Passage provided -
This notebook illustrates a simple method of detecting what kind of motion a person is performing (walking, running, etc.) based on some basic force data.
I used to be on uOttawa Bionics, a student engineering team trying to build a hip-mounted exoskeleton for rehabilitation. A huge problem we faced was how the suit would know how it needs to move to help the person walk. I never got around to tackling this when on the team, so I figured I'd try my hand at it now.
There are a few ways which I know of for going about this. The simplest is to have the suit pre-programmed to move in a certain way; it'll walk at a certain speed when a Walk button is pressed, sit down at a certain rate and into a certain position when the Sit button is pressed, etc. While programming this is certainly more simple than other approaches, it's not great for a wearer who wants control of their actions. Perhap a pre-programmed walking style makes sense in the context of rehabilitation, where it might help re-teach proper gait, but what about in construction, or the military, or just wearing an exoskeleton for fun, where we want wearing an exoskeleton to feel like an extension of ourselves and not something which limits us?
The more complicated approach is to have the suit work with the wearer and augment their desired motion. This means, however, that the suit must know what the wearer is trying to do. This might include:
This notebook is my attempt at implemnenting the latter; a super basic way of detecting what the user is trying to do, and guessing what they'll try to do next.
I chose to do this mini-project in Julia since I've heard interesting things about it and wanted to give it a shot.

Dataset items about object locations:
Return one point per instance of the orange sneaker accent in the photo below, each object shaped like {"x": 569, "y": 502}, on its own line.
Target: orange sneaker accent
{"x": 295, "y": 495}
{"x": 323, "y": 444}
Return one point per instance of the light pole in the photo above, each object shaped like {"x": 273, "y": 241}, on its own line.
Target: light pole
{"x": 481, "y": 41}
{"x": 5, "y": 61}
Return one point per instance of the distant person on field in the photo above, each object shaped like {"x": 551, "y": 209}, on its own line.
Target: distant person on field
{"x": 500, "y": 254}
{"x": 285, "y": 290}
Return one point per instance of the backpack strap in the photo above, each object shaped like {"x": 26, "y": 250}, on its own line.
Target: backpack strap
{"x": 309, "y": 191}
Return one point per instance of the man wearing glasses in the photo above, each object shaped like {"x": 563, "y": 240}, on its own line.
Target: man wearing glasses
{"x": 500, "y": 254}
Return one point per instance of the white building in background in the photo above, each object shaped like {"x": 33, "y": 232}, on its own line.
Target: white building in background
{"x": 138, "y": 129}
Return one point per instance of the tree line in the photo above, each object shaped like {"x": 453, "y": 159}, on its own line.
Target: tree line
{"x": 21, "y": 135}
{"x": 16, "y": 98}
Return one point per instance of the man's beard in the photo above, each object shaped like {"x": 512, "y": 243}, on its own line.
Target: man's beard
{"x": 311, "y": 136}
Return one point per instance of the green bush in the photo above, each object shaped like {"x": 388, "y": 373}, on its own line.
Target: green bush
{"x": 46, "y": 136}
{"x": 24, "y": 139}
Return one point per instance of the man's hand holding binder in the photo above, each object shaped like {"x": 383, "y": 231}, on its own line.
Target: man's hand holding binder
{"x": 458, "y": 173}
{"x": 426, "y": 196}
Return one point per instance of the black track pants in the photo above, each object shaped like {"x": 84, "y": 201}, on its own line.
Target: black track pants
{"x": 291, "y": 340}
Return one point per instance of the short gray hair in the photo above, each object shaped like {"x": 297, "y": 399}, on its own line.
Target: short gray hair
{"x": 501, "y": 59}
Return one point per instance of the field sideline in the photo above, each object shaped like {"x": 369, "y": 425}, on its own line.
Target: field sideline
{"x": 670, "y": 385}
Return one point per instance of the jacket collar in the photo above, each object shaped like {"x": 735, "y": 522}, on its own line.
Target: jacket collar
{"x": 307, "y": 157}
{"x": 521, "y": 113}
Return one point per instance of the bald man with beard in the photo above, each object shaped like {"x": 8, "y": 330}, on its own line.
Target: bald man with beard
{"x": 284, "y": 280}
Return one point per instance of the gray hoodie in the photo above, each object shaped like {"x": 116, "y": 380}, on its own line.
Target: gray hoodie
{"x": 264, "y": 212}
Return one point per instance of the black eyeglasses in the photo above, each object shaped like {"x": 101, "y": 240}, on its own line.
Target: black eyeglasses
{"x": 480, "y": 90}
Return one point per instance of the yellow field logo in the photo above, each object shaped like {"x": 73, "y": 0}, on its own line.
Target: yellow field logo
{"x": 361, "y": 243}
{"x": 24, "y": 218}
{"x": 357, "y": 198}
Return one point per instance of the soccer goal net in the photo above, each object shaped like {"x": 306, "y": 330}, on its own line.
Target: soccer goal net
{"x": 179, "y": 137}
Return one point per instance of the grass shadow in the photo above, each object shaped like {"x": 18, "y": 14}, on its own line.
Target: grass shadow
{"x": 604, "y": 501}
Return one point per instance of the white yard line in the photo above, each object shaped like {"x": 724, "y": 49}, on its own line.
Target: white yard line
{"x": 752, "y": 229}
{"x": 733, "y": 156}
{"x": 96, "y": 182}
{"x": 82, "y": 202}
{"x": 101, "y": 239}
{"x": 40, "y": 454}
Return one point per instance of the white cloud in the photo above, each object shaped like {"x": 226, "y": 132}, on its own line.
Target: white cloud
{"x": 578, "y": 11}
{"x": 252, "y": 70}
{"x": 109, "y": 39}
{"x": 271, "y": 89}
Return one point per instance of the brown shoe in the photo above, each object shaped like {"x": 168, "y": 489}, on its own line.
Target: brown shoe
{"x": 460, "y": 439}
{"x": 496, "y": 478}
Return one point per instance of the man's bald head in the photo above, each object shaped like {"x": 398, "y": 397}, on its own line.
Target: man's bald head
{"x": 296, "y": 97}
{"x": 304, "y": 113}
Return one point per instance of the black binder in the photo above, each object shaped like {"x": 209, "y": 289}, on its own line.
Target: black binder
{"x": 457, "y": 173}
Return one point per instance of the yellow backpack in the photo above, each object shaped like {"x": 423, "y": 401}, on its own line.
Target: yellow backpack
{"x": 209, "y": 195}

What you will do -
Resume the notebook introduction on detecting an exoskeleton wearer's motion, starting right after its final sentence.

Exercise output -
Before we can go ahead and detect what kind of gait someone is performing and where in the gait cycle they are, we need some data to work with. I don't exactly have access to force sensors and a plethora of willing volunteers anymore, so instead we'll nab some lazy data from a paper; in this case, I chose the normalized hip moment for running and walking from Figure 1 B from Motor Patterns in Human Walking and Running (available here). Since the dataset isn't provided, I used WebPlotDigitizer to turn each subplot into a .csv file.
using DelimitedFiles, Polynomials, Plots
walkingdata = readdlm("hip-torque-walking-extracted.csv", ',', Float64)
runningdata = readdlm("hip-torque-running-extracted.csv", ',', Float64)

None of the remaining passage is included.